= Document section =
⁂

So with that kind of criteria, and with the expectations clearly laid out to them weeks before the program begins, you’d think that the people referred, screened and accepted would (for lack of a better term), be the cream of the crop. However, social anxiety isn’t one of the things that up to now I’ve thought about discussing with potential participants. Maybe that responsibility is something I’ll have to own myself in the future. Yes, learning all the time.

Now to some extent, I think everyone if you ask them feels some moments of uncertainty when starting something new. Most of us would call it nervous excitement; the anticipation of beginning something meaningful and wanted, coupled with the questions about who will be there, how you’ll fit in etc. So to that extent, we all have thoughts about the uncertainty, or possibly the anticipation of wanting to see if things turn out the way we imagined or are something different.

So what then is it that causes some people to physically and mentally experience a higher degree of intensity with respect to these feelings; an intensity so rich that they may literally have to withdraw?

In the group I ran, one person didn’t even show up on day one. It took her boyfriend apparently to convince her to show up on day two. As a facilitator, missing day one is extremely annoying quite honestly because so much work goes in to assimilating the participants with one another, going over expectations and ground rules, creating a climate of trust and reassurance. For someone with social anxiety, missing day one can be a disaster therefore, especially if you then on day two you are entering a group already established. This is akin to self-destructive behaviour.

One participant who eventually dropped out altogether exhibited behaviour that made her eventual decision predictable. It started with her stating she took some time to warm up to people, then not voluntarily participating, missing a day due to illness, then a second of illness with an email saying she’d understand if she wasn’t welcomed back. Then sending another email withdrawing even though she’d be told she was welcome to come back. She was obviously wanting the decision to not attend to be made by me, rather than having to take the responsibility for it herself.

⁂

= Explore the material =
**1)** Translate this sentence from the passage on social anxiety into Spanish: "In the group I ran, one person didn’t even show up on day one."
**2)** Answer these questions using the passage on social anxiety:
(a) What term would most of us use for the feeling of uncertainty when starting something new?
(b) Who apparently convinced the participant who skipped day one to show up on day two?
(c) What did the participant who eventually dropped out say about how she relates to people at first?
**3)** Continue the passage on social anxiety from its final sentence.

= Entries shown =
⁂

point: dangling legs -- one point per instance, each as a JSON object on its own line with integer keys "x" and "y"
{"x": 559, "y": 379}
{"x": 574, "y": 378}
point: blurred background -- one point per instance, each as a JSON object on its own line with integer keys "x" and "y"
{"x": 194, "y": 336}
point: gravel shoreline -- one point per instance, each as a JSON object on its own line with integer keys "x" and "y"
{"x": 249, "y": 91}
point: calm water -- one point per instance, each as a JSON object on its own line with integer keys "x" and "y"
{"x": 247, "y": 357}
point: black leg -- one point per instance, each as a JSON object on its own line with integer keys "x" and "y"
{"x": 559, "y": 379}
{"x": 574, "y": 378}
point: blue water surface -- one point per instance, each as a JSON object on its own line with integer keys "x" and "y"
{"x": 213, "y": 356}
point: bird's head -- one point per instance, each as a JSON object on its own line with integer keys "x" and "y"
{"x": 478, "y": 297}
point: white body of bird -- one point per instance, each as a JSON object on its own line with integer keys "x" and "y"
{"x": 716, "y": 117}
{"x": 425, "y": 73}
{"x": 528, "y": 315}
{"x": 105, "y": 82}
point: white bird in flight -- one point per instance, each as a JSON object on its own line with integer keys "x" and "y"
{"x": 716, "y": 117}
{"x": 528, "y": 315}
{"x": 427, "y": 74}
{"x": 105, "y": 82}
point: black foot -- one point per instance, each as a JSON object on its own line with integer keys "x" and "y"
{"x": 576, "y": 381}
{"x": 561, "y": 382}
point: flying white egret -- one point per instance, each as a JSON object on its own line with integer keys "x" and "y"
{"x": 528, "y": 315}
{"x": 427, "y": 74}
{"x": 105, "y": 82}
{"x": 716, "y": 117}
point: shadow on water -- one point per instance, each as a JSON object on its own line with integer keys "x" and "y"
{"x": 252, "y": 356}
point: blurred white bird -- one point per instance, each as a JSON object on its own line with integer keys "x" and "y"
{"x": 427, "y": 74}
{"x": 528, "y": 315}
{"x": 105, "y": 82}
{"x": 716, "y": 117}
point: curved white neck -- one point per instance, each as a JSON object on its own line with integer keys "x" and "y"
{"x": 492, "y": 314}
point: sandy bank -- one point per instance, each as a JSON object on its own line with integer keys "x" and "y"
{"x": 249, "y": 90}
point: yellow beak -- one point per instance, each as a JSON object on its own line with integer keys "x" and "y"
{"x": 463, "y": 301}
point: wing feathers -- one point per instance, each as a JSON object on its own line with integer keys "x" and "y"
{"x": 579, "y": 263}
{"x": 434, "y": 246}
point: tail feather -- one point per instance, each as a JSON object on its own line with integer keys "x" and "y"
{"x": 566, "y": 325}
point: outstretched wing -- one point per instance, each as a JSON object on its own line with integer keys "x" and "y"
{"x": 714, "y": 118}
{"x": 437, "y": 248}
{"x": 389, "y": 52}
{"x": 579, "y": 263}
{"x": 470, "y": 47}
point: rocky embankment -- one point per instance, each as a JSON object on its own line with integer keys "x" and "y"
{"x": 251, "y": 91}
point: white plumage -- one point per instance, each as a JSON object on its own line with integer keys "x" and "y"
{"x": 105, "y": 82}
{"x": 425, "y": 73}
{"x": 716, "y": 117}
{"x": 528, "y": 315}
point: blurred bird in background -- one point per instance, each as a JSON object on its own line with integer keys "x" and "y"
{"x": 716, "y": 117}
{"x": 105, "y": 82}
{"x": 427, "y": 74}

⁂

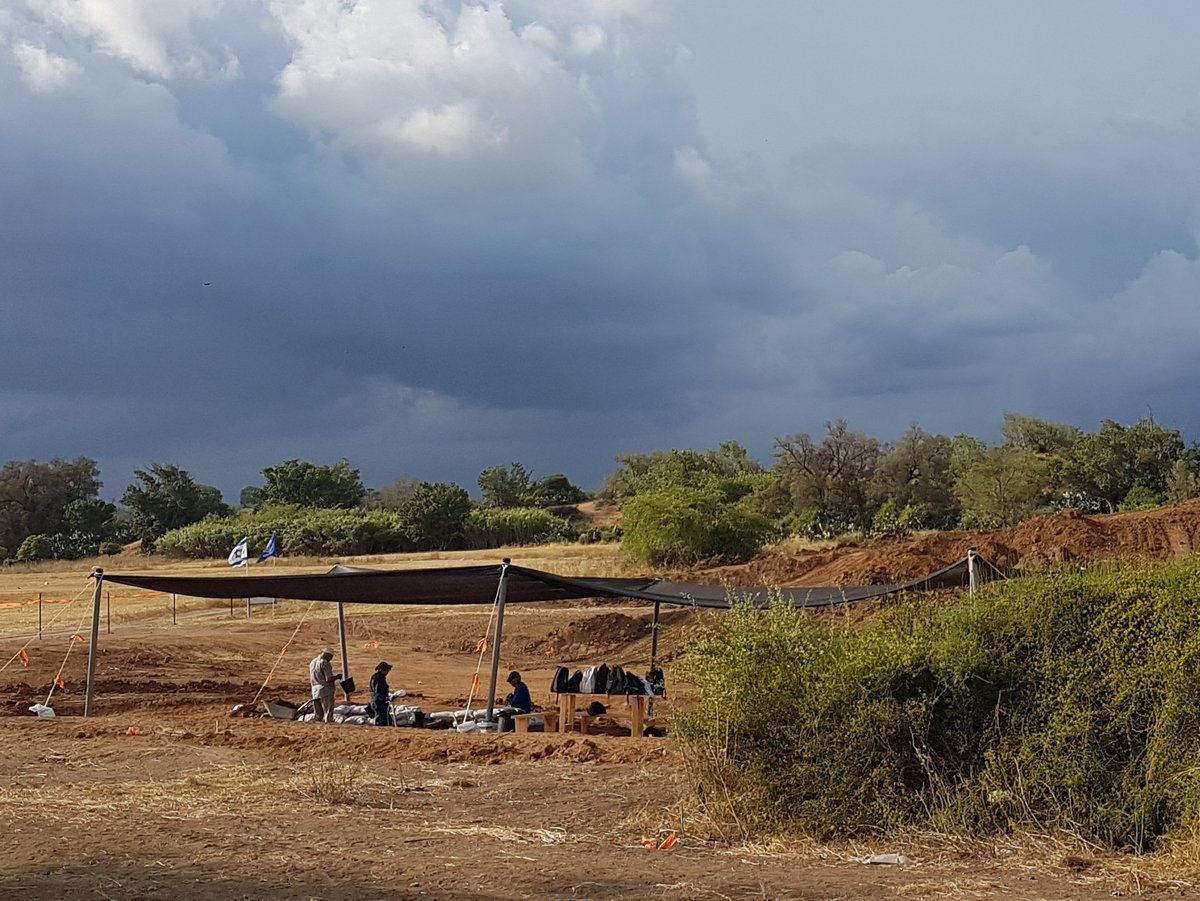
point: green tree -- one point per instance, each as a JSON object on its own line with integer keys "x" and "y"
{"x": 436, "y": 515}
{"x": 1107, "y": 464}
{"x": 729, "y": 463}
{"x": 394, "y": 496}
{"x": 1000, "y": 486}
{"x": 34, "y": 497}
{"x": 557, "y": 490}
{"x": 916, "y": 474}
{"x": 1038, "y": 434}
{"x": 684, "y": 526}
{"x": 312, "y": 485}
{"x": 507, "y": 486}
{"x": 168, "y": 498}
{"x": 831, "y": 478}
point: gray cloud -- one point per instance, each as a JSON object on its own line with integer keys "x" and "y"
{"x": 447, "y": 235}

⁂

= Answers to each task =
**1)** En el grupo que dirigí, una persona ni siquiera se presentó el primer día.

**2)**
(a) Nervous excitement.
(b) Her boyfriend.
(c) She said she took some time to warm up to people.

**3)**
What I find sad personally is that so many of the people I interact with who state they have social anxiety are good people, with marketable skills and qualifications, who state they want to work. It would appear that in some cases they are truly incapable of overcoming their anxiety at present; debilitating them to the point where they cannot physically take advantage of opportunities. In other cases I’ve had people eventually tell me that they’ve just got too comfortable not working, but know they have to make a show of looking for work, and therefore use social anxiety as an excuse to quit courses and they put their energy into other things. That is more than unfortunate, it’s deplorable.

So is social anxiety somewhere between full-blown agoraphobia where people can’t leave their homes and simple shyness? I’m no expert and don’t pretend to know. What I do know is that whatever it is, it’s robbing people of the ability to take advantage of many opportunities. It is through socializing, human contact and the discussions that take place that people feel inclusiveness, belonging and a rise in self-esteem and personal confidence as a result.

Social anxiety can lead to isolation, withdrawal, feelings of missing out, and possibly depression as a result. Always good to remember is that other people have issues too, sometimes obvious and self-declared and sometimes hidden, less obvious but every bit as real.

It’s also the case that in joining any new group, all of us have the choice to reveal our barriers immediately and gain support or conceal it as best we can and that can be good too if we can pull it off. After all, people only know what they see and what we tell them.

You have to do what works for you. If you are experiencing social anxiety, having someone tell you to, “just get over it” isn’t helpful. Consider getting counselling if you haven’t already, and take some small, safe risks.